▶ [Required task] Could you edit the stretch of data from the line containing "background --coords pixels" through the line containing "Segment every instance of the parked", replacing "parked car" with "parked van", leaving everything else as it is and returning only those lines?

[Items from a dataset]
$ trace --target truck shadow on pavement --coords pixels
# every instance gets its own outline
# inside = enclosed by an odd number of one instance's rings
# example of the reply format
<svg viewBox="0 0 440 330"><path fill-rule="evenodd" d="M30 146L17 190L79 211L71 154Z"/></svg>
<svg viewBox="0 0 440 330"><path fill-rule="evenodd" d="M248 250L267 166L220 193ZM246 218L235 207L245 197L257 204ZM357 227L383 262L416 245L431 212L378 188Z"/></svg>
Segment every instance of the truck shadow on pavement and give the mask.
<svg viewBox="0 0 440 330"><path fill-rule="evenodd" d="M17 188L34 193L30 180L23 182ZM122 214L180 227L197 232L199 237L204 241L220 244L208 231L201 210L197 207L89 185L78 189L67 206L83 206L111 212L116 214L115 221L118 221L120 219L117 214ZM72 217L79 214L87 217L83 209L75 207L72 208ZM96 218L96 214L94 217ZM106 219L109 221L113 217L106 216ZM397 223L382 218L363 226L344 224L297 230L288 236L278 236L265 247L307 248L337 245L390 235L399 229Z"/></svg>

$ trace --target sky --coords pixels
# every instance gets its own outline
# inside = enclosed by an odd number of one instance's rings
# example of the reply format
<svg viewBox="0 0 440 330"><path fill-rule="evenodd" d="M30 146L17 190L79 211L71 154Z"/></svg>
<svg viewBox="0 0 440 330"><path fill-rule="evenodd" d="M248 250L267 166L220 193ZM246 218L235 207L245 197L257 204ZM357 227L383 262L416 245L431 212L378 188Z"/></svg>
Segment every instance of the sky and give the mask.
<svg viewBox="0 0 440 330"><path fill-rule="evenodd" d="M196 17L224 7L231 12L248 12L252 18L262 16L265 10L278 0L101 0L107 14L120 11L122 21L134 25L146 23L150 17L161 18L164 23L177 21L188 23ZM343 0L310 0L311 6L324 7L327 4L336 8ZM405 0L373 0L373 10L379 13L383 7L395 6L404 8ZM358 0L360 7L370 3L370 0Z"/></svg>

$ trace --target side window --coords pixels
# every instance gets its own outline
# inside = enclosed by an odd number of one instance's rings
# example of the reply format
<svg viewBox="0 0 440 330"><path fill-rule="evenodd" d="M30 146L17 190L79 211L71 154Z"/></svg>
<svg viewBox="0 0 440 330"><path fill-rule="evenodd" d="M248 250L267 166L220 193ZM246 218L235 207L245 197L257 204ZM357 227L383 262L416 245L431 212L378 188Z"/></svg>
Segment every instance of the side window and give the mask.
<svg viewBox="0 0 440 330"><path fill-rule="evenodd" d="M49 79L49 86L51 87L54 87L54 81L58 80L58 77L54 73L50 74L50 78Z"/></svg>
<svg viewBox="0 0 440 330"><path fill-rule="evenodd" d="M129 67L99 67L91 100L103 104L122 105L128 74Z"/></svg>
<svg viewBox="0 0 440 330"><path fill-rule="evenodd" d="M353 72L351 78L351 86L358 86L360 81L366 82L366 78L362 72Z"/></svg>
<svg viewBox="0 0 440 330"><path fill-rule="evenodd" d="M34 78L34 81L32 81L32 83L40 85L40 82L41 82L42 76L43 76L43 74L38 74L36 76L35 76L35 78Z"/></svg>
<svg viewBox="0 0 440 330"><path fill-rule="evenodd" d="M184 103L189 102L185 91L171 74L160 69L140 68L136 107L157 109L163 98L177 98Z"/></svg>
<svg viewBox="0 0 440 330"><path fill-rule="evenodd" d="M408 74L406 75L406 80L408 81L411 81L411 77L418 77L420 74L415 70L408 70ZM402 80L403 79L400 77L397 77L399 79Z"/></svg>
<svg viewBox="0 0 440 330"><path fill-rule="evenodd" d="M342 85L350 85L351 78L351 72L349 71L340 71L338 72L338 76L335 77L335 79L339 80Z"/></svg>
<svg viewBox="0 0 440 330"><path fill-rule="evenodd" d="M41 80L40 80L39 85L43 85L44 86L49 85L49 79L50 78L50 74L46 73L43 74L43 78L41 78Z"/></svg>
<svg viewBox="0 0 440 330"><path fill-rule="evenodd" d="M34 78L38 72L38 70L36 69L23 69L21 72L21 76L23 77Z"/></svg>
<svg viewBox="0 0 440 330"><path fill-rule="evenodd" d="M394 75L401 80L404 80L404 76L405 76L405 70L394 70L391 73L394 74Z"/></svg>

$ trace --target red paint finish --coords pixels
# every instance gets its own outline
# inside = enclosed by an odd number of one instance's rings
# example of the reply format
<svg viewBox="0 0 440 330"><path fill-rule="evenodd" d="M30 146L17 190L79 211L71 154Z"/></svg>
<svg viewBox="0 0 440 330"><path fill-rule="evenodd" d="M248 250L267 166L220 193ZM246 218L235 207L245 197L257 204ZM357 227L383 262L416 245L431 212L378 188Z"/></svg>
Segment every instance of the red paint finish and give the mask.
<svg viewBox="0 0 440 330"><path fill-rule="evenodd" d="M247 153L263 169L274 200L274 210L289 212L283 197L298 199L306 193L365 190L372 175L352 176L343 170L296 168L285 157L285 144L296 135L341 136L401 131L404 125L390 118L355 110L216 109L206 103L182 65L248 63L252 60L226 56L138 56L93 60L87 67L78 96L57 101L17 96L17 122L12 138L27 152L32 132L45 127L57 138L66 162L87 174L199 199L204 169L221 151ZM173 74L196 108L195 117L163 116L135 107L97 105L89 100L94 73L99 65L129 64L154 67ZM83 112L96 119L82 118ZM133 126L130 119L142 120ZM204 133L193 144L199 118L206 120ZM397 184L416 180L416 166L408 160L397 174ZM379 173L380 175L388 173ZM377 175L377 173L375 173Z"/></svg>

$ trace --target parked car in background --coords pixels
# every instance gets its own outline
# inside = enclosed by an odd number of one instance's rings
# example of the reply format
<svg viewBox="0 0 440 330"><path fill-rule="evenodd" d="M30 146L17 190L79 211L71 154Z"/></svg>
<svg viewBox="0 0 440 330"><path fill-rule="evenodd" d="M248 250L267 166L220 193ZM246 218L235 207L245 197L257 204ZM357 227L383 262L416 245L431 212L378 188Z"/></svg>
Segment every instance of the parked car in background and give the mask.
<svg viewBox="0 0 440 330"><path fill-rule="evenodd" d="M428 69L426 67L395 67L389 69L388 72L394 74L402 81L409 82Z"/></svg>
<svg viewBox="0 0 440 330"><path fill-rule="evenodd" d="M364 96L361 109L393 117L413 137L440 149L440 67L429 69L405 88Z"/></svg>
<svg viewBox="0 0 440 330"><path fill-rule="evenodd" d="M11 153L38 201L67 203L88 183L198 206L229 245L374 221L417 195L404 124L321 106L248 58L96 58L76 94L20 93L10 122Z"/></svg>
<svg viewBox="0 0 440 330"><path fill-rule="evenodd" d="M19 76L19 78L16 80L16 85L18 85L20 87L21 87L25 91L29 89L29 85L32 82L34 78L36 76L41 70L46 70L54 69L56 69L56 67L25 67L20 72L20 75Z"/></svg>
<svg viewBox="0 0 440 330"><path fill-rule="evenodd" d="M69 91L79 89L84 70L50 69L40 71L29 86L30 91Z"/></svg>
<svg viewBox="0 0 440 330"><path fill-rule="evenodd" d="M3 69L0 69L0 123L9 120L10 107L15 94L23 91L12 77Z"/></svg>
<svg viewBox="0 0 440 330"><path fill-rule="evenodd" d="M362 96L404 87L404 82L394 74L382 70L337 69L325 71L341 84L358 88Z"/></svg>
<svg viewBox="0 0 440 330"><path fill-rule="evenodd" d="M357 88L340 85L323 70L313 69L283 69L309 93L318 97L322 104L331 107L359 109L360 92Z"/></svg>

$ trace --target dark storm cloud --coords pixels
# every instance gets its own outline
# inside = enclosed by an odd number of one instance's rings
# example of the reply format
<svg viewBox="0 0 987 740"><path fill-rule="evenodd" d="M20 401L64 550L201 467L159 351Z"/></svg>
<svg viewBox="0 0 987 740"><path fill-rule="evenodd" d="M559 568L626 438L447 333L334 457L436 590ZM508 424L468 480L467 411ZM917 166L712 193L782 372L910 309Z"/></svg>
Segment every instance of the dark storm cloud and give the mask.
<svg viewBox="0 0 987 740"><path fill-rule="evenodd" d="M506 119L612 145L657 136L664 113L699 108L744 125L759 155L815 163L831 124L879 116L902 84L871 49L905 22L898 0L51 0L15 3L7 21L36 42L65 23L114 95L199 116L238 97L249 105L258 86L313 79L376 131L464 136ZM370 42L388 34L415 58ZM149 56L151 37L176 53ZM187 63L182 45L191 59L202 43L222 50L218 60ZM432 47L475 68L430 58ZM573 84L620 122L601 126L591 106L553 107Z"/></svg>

▶ [Expected answer]
$ trace --target parked van in background --coords pixels
# every instance gets its own outline
# inside = enclosed by an odd number of one instance's rings
# example of the reply format
<svg viewBox="0 0 440 330"><path fill-rule="evenodd" d="M30 146L17 190L79 211L71 154Z"/></svg>
<svg viewBox="0 0 440 330"><path fill-rule="evenodd" d="M248 250L267 166L220 193ZM246 218L235 207L245 197L257 204ZM357 227L383 262L416 245L431 212L378 188Z"/></svg>
Segment every instance of the parked van in background and give the mask.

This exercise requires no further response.